VORGELEGTER TEXT —
Ein ganz und gar nicht rosiges Leben

Premiere im Musiktheater: „Piaf“-Musical von Pam Gems mit Daniela Dett

Daniela Dett konnte überzeugen, das Musical in seiner Gesamtheit nicht ganz so sehr wie erhofft.
Daniela Dett konnte überzeugen, das Musical in seiner Gesamtheit nicht ganz so sehr wie erhofft. © Reinhard Winkler

Die Herbstsaison startete am Freitag im Musiktheater mit dem Musical „Piaf“ von Pam Gems. Die Freude beim Publikum so groß wie im Ensemble. Fast drei Stunden dreht sich dann die Bühne (von Mathias Fischer-Dieskau) um Bilder aus dem Leben des Jahrhundertphänomens Edith Piaf.

Ihr exzessives Huren-Zuhälter-Drogenleben bleibt lebenslängliches Markenzeichen. Jede Biografie vermischt Historisches mit Mythen, die sich schon zu Lebzeiten um die Piaf, geboren 1915 als Edith Gassion, Mutter Hure, Vater Straßenakrobat, rankten.

(Quelleinträge)
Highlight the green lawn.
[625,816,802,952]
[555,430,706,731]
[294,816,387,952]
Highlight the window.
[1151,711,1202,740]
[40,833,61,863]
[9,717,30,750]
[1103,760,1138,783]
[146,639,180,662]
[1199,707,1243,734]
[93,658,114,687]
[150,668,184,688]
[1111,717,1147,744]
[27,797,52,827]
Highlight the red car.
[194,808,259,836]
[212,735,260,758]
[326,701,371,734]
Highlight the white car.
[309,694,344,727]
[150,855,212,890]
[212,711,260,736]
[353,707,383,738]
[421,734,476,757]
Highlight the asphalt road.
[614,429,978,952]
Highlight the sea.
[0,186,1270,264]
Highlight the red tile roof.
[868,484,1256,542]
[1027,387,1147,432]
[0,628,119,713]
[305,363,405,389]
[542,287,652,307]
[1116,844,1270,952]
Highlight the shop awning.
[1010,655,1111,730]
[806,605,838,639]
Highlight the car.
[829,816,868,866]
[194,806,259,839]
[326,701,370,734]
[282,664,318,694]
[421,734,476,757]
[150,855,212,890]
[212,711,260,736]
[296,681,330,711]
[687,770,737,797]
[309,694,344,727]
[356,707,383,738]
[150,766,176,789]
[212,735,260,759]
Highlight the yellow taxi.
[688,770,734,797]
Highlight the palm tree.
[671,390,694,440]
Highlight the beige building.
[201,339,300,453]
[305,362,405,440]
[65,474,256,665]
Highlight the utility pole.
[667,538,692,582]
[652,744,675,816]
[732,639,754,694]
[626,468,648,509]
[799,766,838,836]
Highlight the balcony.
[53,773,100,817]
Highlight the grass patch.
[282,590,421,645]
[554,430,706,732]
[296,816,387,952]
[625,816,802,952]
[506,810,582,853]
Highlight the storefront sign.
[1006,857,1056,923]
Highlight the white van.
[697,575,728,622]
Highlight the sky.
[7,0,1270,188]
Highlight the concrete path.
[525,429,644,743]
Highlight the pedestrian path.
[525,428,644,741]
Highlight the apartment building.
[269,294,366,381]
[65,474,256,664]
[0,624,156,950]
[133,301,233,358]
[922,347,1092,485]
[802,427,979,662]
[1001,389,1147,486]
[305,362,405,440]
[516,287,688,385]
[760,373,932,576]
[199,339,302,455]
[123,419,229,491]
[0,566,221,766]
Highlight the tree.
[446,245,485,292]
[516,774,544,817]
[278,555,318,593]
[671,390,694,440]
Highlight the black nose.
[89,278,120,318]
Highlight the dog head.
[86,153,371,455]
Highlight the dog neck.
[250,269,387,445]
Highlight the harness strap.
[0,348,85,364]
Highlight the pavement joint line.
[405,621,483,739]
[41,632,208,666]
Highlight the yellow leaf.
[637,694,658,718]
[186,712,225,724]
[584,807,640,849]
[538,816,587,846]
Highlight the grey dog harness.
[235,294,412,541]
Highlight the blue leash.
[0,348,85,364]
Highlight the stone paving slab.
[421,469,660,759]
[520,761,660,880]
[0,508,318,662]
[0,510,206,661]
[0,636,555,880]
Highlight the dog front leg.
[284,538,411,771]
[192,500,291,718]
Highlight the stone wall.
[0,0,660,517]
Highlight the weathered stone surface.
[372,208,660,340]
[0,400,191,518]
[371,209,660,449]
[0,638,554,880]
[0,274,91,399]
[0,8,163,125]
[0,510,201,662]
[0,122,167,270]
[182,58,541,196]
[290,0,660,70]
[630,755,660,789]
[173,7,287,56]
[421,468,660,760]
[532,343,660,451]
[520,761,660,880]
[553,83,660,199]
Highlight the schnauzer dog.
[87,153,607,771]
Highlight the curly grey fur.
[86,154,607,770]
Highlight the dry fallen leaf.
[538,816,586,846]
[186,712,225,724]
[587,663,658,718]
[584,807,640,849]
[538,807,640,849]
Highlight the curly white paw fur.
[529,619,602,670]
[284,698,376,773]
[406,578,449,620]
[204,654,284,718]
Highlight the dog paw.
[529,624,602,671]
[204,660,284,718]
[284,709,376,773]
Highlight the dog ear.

ARBEITSAUFTRAG —
Zitieren Sie aus der Besprechung des „Piaf“-Musicals wörtlich die Stelle von „Ein ganz und“ bis „Jahrhundertphänomens Edith Piaf.“. Die Einträge spielen für die Bearbeitung keine Rolle.

ERWARTETE ANTWORT —
Ein ganz und gar nicht rosiges Leben

Premiere im Musiktheater: „Piaf“-Musical von Pam Gems mit Daniela Dett

Daniela Dett konnte überzeugen, das Musical in seiner Gesamtheit nicht ganz so sehr wie erhofft.
Daniela Dett konnte überzeugen, das Musical in seiner Gesamtheit nicht ganz so sehr wie erhofft. © Reinhard Winkler

Die Herbstsaison startete am Freitag im Musiktheater mit dem Musical „Piaf“ von Pam Gems. Die Freude beim Publikum so groß wie im Ensemble. Fast drei Stunden dreht sich dann die Bühne (von Mathias Fischer-Dieskau) um Bilder aus dem Leben des Jahrhundertphänomens Edith Piaf.